#### EXERCISE TASK A
How many lines of the records contain the word "white", with case counting? Reply with the number alone.

#### QUOTED PASSAGE

The launch of the first microcomputers coincided with an important moment in Fox’s personal and family life. His wife, Annie, had just lost her job, and after a couple of years of counseling work he had begun to feel the need to change course, as he was increasingly dissatisfied with how slowly his practice produced change in the world around him. The people who came to his office struggled to find their way, and the process was long and laborious. For this reason, Fox felt he wasn’t making a difference. He wanted to do more, and faster: he wanted to improve people’s lives at a pace that counseling couldn’t achieve—but that computers—ever faster, cheaper, easier to use, and with constantly growing capabilities—might make possible.
Fox: “I was imagining some sort of interactive Disneyland, like an immersive theme park experience—something at the scale of a theme park, but totally interactive. The idea was that by going through this experience, or by participating in it, you’d learn something about yourself. Maybe you’d have a ‘win’ that felt emotionally satisfying, or maybe you’d do something you didn’t think you could do—something you were afraid of—so that, through the process, something would change in you and affect your life afterward. I realized that was still a long way off. I thought it was a lot closer than it actually turned out to be. But we said, ‘Okay, how do we get to that stage?’ and we kind of pulled back to the present time and started imagining something involving computers.”
By attending the Homebrew Computer Club in Menlo Park, California, Fox realized that despite his school courses, he didn’t know enough about computers. He imagined making up for lost time by creating an activity centered on computer use that would, in some way, leverage his wife’s teaching skills and his own counseling experience. He didn’t want to open a computer store, because his goal wasn’t to sell machines but to make a positive impact on people’s lives through computers. For this reason, in the end, the couple decided to try the non-profit route.

#### DATA EXCERPTS

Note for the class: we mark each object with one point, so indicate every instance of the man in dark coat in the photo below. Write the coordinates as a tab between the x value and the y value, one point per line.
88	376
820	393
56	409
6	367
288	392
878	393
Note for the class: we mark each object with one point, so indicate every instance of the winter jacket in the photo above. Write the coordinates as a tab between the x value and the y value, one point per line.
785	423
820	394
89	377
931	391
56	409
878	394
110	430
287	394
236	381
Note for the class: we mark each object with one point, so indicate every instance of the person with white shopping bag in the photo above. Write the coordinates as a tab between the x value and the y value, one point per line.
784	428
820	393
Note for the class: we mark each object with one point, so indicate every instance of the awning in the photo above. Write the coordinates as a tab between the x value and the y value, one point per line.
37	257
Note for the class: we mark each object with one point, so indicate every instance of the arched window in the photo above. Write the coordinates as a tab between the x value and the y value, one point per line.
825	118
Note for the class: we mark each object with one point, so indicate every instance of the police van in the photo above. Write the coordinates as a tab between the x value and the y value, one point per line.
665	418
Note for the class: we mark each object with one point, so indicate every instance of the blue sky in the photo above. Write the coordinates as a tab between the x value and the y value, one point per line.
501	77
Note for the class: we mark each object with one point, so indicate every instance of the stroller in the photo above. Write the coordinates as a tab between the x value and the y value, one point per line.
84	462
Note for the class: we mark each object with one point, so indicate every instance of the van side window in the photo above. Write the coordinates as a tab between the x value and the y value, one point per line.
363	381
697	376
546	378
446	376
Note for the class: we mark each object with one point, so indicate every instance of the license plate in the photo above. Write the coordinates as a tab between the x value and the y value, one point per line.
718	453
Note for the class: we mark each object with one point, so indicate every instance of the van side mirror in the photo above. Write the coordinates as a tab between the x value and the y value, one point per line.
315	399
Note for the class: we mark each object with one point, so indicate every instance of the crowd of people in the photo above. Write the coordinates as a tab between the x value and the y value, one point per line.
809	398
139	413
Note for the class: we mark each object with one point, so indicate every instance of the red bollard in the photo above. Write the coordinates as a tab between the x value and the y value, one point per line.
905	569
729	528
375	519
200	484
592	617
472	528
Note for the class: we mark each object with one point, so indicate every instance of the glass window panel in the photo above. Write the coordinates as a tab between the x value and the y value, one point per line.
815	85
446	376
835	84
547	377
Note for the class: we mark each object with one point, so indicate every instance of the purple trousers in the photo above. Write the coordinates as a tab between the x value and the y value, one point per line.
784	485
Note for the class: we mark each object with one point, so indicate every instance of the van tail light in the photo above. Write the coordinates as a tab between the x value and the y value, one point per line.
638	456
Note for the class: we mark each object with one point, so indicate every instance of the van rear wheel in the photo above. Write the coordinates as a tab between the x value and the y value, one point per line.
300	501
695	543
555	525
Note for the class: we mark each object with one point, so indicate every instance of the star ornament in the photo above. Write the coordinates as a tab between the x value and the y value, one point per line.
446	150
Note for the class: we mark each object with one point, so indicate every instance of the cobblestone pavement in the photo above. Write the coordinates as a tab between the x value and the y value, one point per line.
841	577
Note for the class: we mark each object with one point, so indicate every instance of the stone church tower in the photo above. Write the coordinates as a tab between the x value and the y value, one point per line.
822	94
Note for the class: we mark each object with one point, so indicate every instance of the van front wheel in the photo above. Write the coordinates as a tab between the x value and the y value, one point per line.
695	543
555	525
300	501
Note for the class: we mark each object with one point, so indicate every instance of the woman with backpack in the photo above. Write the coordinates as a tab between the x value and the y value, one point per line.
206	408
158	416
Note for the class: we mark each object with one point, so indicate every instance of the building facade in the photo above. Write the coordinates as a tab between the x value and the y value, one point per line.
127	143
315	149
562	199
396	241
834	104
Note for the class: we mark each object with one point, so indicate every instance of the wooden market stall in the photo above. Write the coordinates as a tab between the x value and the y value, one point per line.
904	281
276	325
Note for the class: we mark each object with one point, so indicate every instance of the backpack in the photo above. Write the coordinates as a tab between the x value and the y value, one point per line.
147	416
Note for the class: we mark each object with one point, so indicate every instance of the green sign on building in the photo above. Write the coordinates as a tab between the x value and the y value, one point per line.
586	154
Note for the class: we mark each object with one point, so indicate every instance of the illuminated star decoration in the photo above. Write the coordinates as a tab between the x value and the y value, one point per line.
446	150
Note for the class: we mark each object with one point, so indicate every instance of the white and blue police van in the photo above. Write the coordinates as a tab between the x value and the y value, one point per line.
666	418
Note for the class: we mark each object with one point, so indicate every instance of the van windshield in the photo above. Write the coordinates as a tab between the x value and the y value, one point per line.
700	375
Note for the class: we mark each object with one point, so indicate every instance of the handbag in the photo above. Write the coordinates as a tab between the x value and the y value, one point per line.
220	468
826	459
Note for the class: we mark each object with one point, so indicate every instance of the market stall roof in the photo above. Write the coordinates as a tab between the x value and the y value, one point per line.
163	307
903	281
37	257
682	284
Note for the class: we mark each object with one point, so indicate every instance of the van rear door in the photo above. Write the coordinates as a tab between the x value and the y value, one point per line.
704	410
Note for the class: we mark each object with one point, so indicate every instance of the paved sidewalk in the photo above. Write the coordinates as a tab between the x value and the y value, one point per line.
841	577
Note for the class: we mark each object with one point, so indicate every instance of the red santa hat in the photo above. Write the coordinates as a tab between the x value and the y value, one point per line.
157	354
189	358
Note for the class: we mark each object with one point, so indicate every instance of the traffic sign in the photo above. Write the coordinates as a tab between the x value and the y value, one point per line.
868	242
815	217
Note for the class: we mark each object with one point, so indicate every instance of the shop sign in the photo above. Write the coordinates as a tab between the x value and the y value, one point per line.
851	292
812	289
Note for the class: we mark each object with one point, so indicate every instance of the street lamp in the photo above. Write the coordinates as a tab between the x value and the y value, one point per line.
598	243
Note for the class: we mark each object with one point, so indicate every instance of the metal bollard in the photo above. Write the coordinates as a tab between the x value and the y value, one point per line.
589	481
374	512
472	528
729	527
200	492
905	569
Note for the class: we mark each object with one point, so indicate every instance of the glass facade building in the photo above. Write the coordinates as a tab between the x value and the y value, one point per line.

#### EXERCISE TASK B
In the passage about Fox turning to computers, why did he decide against opening a computer store?

#### EXERCISE RESPONSE A
2

#### EXERCISE RESPONSE B
His goal wasn't to sell machines but to make a positive impact on people's lives through computers.